═════ EXERCISE DATA ═════

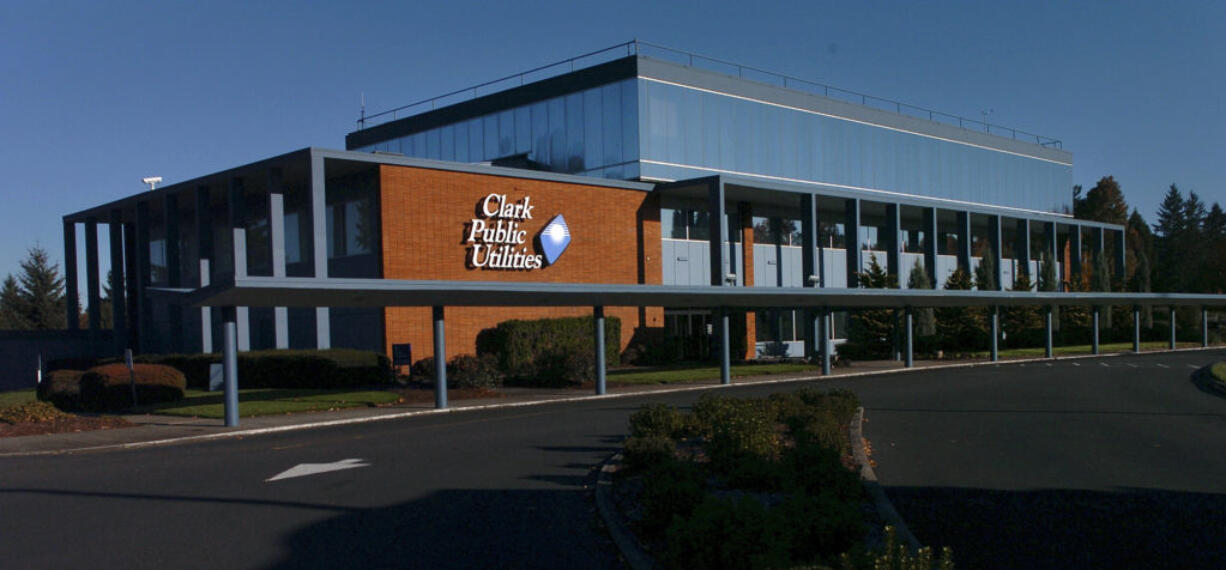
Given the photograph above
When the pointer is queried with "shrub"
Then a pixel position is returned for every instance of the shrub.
(647, 451)
(651, 347)
(467, 370)
(660, 421)
(422, 370)
(727, 533)
(549, 351)
(61, 389)
(30, 412)
(109, 387)
(671, 489)
(559, 369)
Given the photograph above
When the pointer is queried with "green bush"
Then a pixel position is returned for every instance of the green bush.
(739, 434)
(647, 451)
(30, 412)
(671, 489)
(470, 372)
(109, 387)
(549, 351)
(61, 389)
(423, 370)
(727, 533)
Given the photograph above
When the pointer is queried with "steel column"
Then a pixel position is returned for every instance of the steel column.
(909, 356)
(1094, 336)
(440, 359)
(229, 364)
(118, 298)
(1137, 329)
(1047, 336)
(719, 229)
(851, 240)
(598, 318)
(825, 341)
(929, 250)
(1204, 327)
(725, 349)
(964, 242)
(996, 334)
(205, 249)
(319, 245)
(71, 297)
(1172, 327)
(91, 278)
(277, 242)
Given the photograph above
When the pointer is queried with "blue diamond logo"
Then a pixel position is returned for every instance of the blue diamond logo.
(554, 239)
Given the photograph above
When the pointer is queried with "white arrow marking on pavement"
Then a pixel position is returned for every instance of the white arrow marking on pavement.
(304, 470)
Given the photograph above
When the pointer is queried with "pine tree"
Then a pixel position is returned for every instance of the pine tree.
(1018, 321)
(873, 329)
(1046, 273)
(960, 327)
(12, 314)
(42, 291)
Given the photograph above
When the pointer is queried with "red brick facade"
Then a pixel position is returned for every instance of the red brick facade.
(426, 220)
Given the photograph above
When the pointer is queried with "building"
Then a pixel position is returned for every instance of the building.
(640, 166)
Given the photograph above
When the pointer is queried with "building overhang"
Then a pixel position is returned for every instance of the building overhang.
(376, 293)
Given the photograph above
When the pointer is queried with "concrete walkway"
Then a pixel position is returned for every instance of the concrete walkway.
(166, 429)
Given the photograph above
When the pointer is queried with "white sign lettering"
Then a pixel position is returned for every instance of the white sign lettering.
(497, 240)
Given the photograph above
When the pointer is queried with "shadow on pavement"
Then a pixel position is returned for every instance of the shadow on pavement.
(1068, 528)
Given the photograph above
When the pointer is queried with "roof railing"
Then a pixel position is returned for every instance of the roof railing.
(638, 47)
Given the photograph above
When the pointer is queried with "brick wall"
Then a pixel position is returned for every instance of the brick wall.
(426, 216)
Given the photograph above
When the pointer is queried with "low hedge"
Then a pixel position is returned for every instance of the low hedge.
(109, 387)
(549, 352)
(61, 389)
(334, 368)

═════

[WHAT YOU SHOULD DO] Omit the pictures. Transcribe every record exactly.

[WRITTEN RESPONSE]
Given the photograph above
When the pointer is queried with "shrub"
Then a pixel position is returned for every instance of the shrub.
(647, 451)
(651, 347)
(467, 370)
(660, 421)
(422, 370)
(727, 533)
(549, 351)
(61, 389)
(30, 412)
(109, 387)
(671, 489)
(559, 369)
Given the photograph above
When the pointer is queried with "green bush"
Then a pixel position is returned for every instance of the green bush.
(739, 434)
(647, 451)
(30, 412)
(671, 489)
(470, 372)
(109, 387)
(549, 351)
(61, 389)
(423, 370)
(727, 533)
Given the photograph above
When the pointer is queried with "steel column"
Then a pixel position is returned for every instance of the steel column.
(909, 356)
(1094, 336)
(440, 359)
(229, 364)
(118, 298)
(1137, 329)
(1047, 336)
(719, 229)
(851, 240)
(598, 318)
(825, 341)
(929, 250)
(1204, 327)
(725, 349)
(964, 242)
(996, 334)
(205, 249)
(319, 245)
(71, 297)
(1172, 327)
(91, 278)
(277, 242)
Given the photograph above
When the pointer is queried with "blue diamond logo"
Then a pixel position is returned for every instance of the blue diamond logo.
(554, 239)
Given the photograph above
When the pointer is queried with "white arrow marking on pavement"
Then a pixel position is returned for every instance of the white arrow marking on pavement.
(304, 470)
Given the photograph above
When the pointer is queried with "pine tree"
Then a pixel position is returned for every instance of the pine tree.
(1018, 321)
(873, 329)
(1046, 273)
(960, 327)
(12, 314)
(42, 291)
Given the photograph above
When the pointer is queried with "red brick facade"
Then a pixel position is returned for every instance of the red brick facade.
(426, 220)
Given the photograph above
When the pointer is queried with "building"
Then a pixel position is returned for every instance of the building.
(640, 166)
Given the photograph above
When the pointer is queried with "building overhang"
Then a pixel position is returned for every instance of the building overhang.
(376, 293)
Given the photograph above
When the pointer is queried with "concrete walkway"
Then a pixel position is returned for every instance of the concrete walkway.
(166, 429)
Given the photograph above
When the pointer is queried with "white sign lettering"
Then a pixel position is returned for every instance of the white sign lettering.
(497, 240)
Given the photograph above
When the pointer is queried with "shadow on pavement"
Then a pixel position is returned for every instance of the shadow on pavement.
(1068, 528)
Given the photograph above
When the pointer is queried with "roof railing"
Then a pixel position is returned for every instance of the roof railing.
(638, 47)
Given the photograph above
When the pointer is queried with "brick wall"
Then a pixel position is returned for every instance of the brick wall.
(426, 216)
Given the photograph above
When the pointer is queried with "low hedge"
Then a pixel position is returned for every instance of the low hedge.
(109, 387)
(549, 352)
(61, 389)
(334, 368)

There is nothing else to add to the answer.